[Saved entries]
* * * * *
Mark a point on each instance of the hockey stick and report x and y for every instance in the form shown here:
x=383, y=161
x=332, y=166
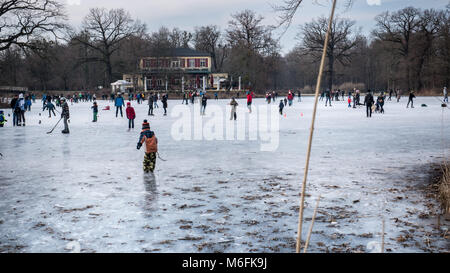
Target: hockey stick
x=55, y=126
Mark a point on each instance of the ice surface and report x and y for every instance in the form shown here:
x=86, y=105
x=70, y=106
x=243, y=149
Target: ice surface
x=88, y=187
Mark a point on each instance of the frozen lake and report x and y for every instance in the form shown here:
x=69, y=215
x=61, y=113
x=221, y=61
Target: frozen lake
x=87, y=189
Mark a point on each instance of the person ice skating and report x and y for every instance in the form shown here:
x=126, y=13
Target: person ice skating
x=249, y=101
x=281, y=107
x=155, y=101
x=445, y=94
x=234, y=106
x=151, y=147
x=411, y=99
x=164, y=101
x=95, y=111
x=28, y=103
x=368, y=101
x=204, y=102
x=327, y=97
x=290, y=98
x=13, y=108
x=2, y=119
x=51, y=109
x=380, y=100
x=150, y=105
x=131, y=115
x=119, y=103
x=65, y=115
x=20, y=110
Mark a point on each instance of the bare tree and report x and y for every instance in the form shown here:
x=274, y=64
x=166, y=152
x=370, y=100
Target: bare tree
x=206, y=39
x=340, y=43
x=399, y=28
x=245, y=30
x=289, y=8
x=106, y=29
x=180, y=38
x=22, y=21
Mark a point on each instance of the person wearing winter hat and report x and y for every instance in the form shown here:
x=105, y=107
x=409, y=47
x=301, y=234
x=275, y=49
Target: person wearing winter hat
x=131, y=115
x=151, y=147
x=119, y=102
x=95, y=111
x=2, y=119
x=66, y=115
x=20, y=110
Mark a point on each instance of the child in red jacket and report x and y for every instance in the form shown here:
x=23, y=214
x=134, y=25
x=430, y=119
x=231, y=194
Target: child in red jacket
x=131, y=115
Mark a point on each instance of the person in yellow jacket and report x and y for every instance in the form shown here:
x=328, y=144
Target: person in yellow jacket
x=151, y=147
* * * * *
> **Task item**: The line with "x=243, y=149" ends the range, and the first line of the data begins it; repeat exactly those lines and nothing more, omitting pictures.

> **Response below**:
Mark a point on each instance of the hockey stick and report x and y for every instance in the form shown here:
x=383, y=161
x=332, y=166
Target: hockey stick
x=55, y=126
Mark a point on each instance of the ice surface and report x and y for every instance in the form shown here:
x=86, y=105
x=70, y=106
x=243, y=149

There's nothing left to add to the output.